Task details
Exactly as they appear, copy the lines of the listing from the one containing "locate: white line" through the final line, both included, and nothing else.

↓

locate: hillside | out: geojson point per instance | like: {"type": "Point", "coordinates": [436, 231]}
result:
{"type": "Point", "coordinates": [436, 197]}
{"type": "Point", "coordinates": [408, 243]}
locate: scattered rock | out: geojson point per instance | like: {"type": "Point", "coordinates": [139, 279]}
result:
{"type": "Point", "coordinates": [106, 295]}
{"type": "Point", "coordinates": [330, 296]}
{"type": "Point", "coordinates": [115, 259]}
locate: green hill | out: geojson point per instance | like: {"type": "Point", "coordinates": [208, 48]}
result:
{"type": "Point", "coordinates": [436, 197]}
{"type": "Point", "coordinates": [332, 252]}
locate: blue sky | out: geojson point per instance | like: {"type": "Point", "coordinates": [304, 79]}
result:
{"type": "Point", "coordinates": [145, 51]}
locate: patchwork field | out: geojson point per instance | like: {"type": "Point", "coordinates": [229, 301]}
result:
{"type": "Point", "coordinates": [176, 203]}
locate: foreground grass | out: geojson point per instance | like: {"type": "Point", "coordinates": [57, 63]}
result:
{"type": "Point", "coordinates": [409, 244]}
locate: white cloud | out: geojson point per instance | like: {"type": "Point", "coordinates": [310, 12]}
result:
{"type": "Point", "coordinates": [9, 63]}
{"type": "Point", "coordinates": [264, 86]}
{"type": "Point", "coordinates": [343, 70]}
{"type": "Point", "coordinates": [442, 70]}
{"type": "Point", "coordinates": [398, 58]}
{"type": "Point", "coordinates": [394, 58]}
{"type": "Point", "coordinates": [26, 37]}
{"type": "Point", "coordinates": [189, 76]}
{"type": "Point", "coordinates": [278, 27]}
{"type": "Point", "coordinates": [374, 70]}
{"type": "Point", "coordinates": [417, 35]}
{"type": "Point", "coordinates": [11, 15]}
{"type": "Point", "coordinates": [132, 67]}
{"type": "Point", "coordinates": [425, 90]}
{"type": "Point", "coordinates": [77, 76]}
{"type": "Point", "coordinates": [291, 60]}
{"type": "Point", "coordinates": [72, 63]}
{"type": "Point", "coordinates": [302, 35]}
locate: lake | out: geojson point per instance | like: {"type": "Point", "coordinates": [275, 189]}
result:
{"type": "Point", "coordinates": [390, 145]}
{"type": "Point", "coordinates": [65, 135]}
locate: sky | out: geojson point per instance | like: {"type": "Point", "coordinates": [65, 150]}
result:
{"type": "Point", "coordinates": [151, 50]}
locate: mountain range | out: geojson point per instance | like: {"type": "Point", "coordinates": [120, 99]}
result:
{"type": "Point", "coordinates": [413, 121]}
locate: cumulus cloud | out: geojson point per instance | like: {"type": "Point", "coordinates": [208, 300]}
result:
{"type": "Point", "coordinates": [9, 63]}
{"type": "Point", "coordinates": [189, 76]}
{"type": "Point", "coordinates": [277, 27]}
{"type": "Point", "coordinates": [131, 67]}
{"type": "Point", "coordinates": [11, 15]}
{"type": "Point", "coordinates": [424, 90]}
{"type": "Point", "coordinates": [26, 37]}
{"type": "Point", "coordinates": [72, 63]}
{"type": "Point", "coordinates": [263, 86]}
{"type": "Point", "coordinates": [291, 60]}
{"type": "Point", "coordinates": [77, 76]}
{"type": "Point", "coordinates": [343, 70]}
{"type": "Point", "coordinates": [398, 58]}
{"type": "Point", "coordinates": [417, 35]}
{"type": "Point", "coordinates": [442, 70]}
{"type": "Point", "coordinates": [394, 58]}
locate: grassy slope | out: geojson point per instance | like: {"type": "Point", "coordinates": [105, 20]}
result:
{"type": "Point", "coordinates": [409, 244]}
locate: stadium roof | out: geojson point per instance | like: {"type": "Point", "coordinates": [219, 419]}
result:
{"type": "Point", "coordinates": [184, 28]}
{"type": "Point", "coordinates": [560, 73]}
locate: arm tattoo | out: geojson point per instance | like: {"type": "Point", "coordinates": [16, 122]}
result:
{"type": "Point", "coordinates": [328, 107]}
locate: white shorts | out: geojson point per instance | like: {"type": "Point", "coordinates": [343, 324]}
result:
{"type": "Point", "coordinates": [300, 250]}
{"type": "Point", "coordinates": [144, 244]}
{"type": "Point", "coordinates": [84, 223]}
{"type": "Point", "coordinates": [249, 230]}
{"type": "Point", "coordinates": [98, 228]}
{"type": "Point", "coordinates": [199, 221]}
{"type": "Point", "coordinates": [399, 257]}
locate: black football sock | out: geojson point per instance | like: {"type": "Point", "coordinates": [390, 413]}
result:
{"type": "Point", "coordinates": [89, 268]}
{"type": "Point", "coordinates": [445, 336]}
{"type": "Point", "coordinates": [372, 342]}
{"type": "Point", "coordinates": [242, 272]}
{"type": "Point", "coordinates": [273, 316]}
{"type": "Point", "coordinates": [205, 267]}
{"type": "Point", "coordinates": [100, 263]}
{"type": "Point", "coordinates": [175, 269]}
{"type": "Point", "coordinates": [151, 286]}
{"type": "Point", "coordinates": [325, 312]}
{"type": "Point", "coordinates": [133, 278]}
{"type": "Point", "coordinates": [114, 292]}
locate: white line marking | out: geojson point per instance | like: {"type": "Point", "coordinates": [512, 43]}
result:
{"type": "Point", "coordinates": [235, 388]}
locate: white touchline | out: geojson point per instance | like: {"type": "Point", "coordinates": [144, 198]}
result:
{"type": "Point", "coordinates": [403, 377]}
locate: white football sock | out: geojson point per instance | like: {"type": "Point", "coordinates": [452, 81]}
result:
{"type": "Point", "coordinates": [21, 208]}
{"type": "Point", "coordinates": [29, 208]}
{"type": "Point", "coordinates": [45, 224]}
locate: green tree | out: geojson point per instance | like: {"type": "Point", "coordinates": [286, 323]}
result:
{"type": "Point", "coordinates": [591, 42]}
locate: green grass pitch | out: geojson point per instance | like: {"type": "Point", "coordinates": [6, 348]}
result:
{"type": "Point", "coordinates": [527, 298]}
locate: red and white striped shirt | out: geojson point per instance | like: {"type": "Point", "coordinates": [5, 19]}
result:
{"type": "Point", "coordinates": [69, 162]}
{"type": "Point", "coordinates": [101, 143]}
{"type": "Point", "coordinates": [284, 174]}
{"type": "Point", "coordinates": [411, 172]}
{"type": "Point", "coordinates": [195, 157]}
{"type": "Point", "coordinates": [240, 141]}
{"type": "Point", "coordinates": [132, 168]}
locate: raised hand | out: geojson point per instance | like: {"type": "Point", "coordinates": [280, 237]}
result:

↑

Full output
locate: white line marking | out: geojson point per instance | like: {"type": "Point", "coordinates": [512, 43]}
result:
{"type": "Point", "coordinates": [235, 388]}
locate: white touchline | out: geojson point per instance | like: {"type": "Point", "coordinates": [144, 198]}
result:
{"type": "Point", "coordinates": [403, 377]}
locate: white football sock | out: geojson point per instance | like: {"type": "Point", "coordinates": [452, 81]}
result:
{"type": "Point", "coordinates": [21, 208]}
{"type": "Point", "coordinates": [29, 208]}
{"type": "Point", "coordinates": [45, 224]}
locate: green tree | out: geojson point per instance | like: {"type": "Point", "coordinates": [286, 323]}
result:
{"type": "Point", "coordinates": [591, 42]}
locate: green grass pitch | out: geojson point per instance | like: {"type": "Point", "coordinates": [6, 348]}
result:
{"type": "Point", "coordinates": [527, 298]}
locate: red and white striped shirt | out: geojson point per instance | like: {"type": "Point", "coordinates": [5, 19]}
result:
{"type": "Point", "coordinates": [69, 162]}
{"type": "Point", "coordinates": [101, 143]}
{"type": "Point", "coordinates": [284, 174]}
{"type": "Point", "coordinates": [411, 172]}
{"type": "Point", "coordinates": [195, 157]}
{"type": "Point", "coordinates": [240, 141]}
{"type": "Point", "coordinates": [132, 168]}
locate: raised hand | out: geojson point per instance | like: {"type": "Point", "coordinates": [280, 237]}
result:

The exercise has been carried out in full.